**AIM:**
Rewrite the records, starting at the beginning and ending at the line that contains "87], [121, 86]]", with all the requests included. Add 120 to every coordinate in the answers.

Object outline annotations:
....

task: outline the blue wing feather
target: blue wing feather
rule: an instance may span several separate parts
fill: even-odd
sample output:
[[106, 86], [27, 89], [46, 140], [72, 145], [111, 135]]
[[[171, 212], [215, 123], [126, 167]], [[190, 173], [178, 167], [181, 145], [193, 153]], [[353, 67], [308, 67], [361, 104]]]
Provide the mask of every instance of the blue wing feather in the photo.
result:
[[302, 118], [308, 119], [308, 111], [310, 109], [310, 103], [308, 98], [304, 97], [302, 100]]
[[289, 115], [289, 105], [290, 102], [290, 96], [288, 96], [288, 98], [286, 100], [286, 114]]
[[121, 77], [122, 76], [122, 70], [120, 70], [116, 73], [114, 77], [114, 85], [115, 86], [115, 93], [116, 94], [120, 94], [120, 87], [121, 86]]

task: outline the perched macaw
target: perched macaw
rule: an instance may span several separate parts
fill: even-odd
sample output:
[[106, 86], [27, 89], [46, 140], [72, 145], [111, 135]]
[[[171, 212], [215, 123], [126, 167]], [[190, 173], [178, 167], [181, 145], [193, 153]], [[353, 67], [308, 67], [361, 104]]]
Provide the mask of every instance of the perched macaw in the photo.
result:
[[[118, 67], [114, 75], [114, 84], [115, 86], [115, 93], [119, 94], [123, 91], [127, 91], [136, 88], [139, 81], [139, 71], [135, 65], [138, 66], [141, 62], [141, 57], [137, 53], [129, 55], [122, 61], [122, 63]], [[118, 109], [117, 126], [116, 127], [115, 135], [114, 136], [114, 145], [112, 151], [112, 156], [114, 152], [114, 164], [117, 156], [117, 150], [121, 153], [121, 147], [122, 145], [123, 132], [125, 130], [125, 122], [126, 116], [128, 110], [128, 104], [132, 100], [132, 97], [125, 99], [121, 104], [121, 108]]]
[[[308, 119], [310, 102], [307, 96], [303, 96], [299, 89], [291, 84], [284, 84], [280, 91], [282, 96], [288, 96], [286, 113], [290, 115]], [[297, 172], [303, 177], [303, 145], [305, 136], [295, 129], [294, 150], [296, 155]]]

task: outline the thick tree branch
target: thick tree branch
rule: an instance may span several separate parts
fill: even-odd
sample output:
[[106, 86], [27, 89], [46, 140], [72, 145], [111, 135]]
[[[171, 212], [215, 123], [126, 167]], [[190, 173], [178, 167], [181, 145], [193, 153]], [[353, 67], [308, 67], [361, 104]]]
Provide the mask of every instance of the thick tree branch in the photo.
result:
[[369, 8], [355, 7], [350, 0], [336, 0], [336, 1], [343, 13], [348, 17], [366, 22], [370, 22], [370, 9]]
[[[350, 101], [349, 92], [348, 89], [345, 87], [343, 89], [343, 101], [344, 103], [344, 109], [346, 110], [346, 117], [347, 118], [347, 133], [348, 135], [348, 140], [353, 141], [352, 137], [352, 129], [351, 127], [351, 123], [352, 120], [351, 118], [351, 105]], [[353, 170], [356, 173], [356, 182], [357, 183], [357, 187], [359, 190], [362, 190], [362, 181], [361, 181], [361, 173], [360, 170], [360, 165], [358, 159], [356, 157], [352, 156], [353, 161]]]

....

**ANSWER BELOW:**
task: outline the blue wing feather
target: blue wing feather
rule: an instance may span several separate parts
fill: even-odd
sample output:
[[106, 86], [27, 89], [46, 140], [72, 145], [111, 135]]
[[[171, 212], [215, 123], [126, 167]], [[190, 173], [178, 167], [181, 145], [193, 153]], [[353, 67], [308, 67], [361, 104]]]
Provide the mask of every instance of the blue wing feather in the photo.
result:
[[422, 238], [428, 239], [428, 231], [430, 229], [430, 223], [428, 218], [424, 217], [422, 220]]
[[409, 235], [409, 225], [410, 222], [410, 216], [408, 216], [408, 218], [406, 220], [406, 234]]
[[241, 197], [242, 196], [242, 190], [240, 190], [236, 193], [234, 197], [234, 205], [235, 206], [235, 213], [236, 214], [240, 214], [240, 207], [241, 206]]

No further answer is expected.